_Aim of the exercise_
Search the entries for the word "picture". Copy every line where it turns up.

(Record extracts)

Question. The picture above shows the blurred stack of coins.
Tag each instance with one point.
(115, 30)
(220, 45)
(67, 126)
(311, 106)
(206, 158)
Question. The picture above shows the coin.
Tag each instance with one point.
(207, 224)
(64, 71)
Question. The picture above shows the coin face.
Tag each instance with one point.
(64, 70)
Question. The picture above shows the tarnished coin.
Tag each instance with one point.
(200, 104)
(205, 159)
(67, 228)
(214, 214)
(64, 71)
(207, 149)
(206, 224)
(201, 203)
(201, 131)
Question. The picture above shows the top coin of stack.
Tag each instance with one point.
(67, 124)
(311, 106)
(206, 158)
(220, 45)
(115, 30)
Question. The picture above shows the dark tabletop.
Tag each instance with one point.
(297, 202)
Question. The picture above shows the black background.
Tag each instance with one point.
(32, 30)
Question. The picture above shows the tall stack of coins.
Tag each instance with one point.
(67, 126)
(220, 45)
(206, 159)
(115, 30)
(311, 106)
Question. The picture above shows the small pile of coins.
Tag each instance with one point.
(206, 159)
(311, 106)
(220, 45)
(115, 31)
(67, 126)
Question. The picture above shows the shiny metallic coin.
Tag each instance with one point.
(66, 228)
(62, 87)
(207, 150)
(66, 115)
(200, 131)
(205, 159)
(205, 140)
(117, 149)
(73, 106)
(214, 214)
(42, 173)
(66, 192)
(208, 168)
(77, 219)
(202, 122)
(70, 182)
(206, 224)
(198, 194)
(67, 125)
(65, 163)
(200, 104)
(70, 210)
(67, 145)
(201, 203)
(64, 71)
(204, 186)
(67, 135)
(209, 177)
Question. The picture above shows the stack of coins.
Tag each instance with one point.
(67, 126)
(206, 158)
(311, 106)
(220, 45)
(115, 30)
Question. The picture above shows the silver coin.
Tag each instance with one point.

(End Record extracts)

_Problem solution_
Question. The picture above shows the blurred stack of coins.
Question. The picture above shows the coin.
Question. The picture above shows the coin face.
Question. The picture above shows the tarnished coin.
Question. The picture above shows the top coin of stack.
Question. The picture above shows the dark tabletop.
Question. The picture above shows the black background.
Question. The picture above shows the tall stack of coins.
Question. The picture above shows the small pile of coins.
Question. The picture above shows the shiny metallic coin.
Question. The picture above shows the stack of coins.
Question. The picture above shows the silver coin.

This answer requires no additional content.